抜粋本文
• • •
前坂俊之オフィシャルウェブサイト

地球の中の日本、世界史の中の日本人を考える

*

『Z世代のための次期トランプ米大統領講座㉓』★『イーロン・マスク氏がトランプ次期大統領の実質的な参謀役になった』★『『政府効率省』トップに起用されたマスク氏は2兆ドル(約315兆円)」を削減する」と豪語』★『マスク氏の欧州諸国に対する「内政干渉」に各国首脳が反発』

      2025/01/09

25年1月7月現在、私の見方では、世界一の資産家でEVテスラ、X(旧ツイッター)のCEOのイーロン・マスク氏がトランプ次期大統領の実質的な参謀役になってきた、とみえる。トランプ氏は11月の大統領選挙当選後に、バイデン民主党政権下での政治経済社会システムを大改革する「政府効率委員会」のトップにマスク氏を起用した。
1月20日にスタートするトランプ第2次政権はアメリカ国内の大改革する一方、同盟国、友好国にも一律に関税、防衛費の負担を課す強圧的な脅し「ディール外交」を展開する方針で、現在の国際政治経済秩序は大きく変化するだろう。すでにあちこちで地滑り的現象が起きている。
• • •
ラベル付き対象の指示エントリ:
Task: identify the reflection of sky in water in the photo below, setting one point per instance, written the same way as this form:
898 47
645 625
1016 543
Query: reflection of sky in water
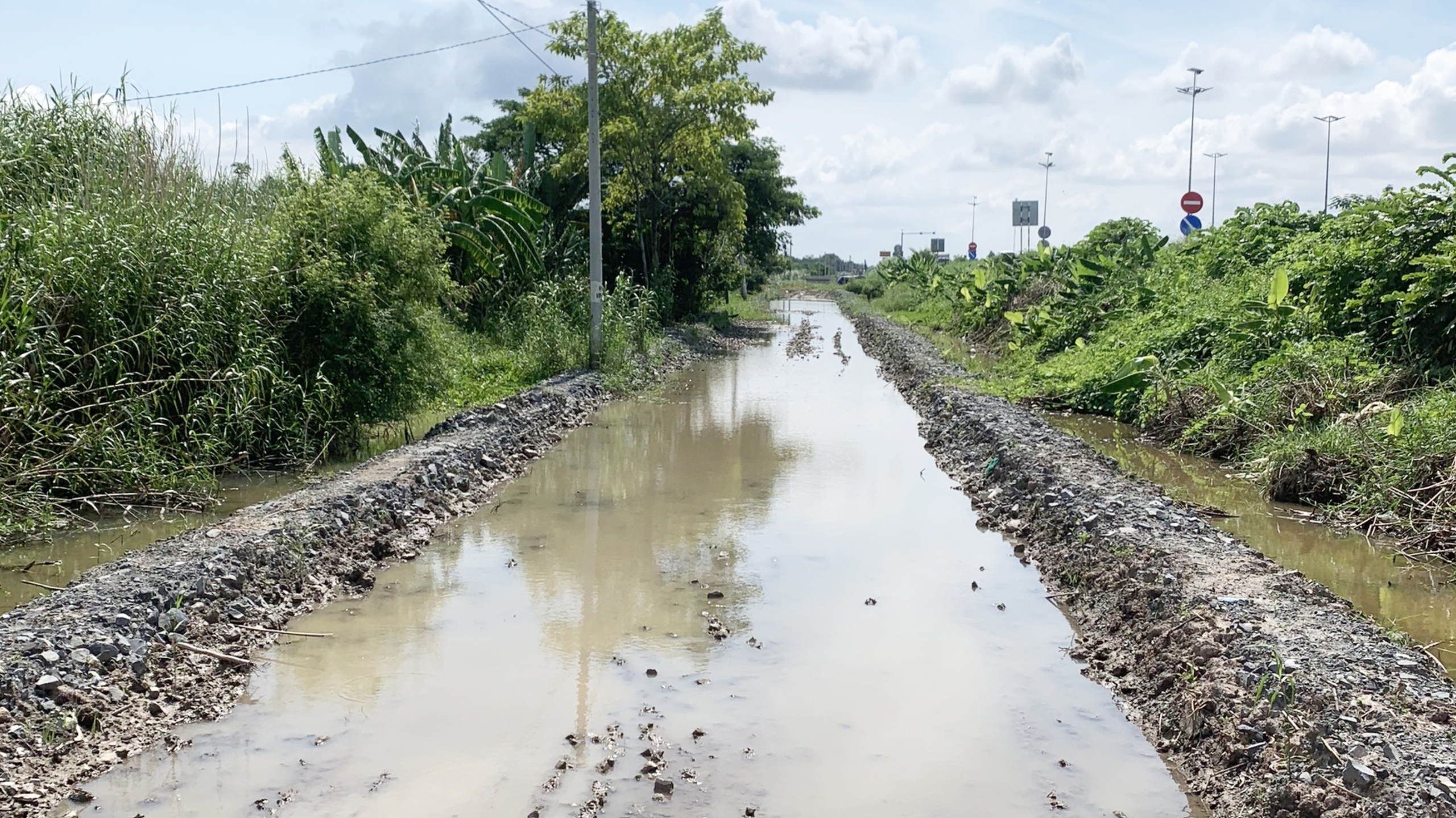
• • •
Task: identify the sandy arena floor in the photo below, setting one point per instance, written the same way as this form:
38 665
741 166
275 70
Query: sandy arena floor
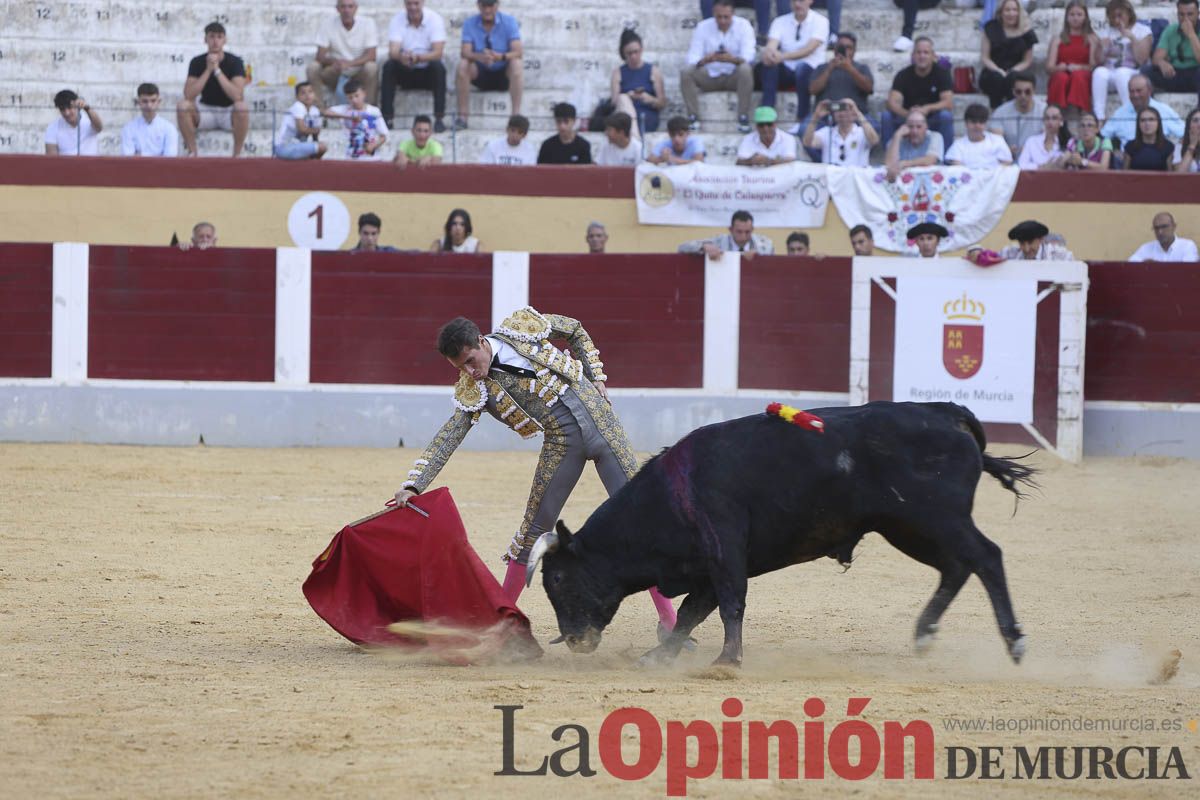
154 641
• • •
作業内容
1. マスク氏とトランプ次期政権の記事について、次の問いに答えよ。
(a) 記事に示された日付はいつか。
(b) 本文で、マスク氏は何の企業のCEOとされているか。
(c) トランプ第2次政権は何月何日にスタートするとされているか。
2. マスク氏とトランプ次期政権の記事を、最後の文の後から書き継げ。

解答一覧
1.
(a) 2025/01/09
(b) EVテスラとX(旧ツイッター)
(c) 1月20日

2.
マスク氏は昨年7月以降に、トランプ陣営に1億1860万ドルを超える献金を行い、トランプ陣営に仲間入りした。11月ごろはトランプ氏のマイアミの大別荘「マーアーラゴ」に入りびたりで、トランプ氏とウマが合うのか、ファミリー同様な扱いで厚遇され、政策的な参謀役になり上がった。
トランプ氏が会談したウクライナ・ゼレンスキー大統領、トルコのエルドアン大統領、イランのイラバニ国連大使、ロシアのプーチン大統領の電話会談などにも同席し、外交的、経済的なアドバイスを行い、ゼレンスキー氏にはスペースXの衛星通信サービス「スターリンク」の提供する商談を行ったというわれ、利益相反、利益誘導の懸念が出ている。
また、マスク氏は「トランプ氏が警戒するインフレは政府の過剰支出によって起きるので『政府効率化委員会』の必要性を強調、トランプ氏が『政府効率省』のトップにマスク氏を起用した。
マスク氏はAI・IT技術を駆使すれば「合計428もある連邦機関を約4分の1の99まで削減できて、2兆ドル(約315兆円)」を削減できる」と提言した。

これは2024年度連邦政府の支出6兆7500億ドル(約1060兆円)の約3割も減らすことになる勘定だ。
さらに、マスク氏は✕によって、自己の政治的、経済的な見解を自由に述べ、フェイクニュース(!?)ではないかと、物議をかもしている。

『英独仏の首脳が憤怒…「マスク氏は限度を越えた」

(韓国中央日報1/7(火) 8:30配信)によると、「マスク氏の欧州諸国に対する「内政干渉」に各国首脳が反発している」と報じた。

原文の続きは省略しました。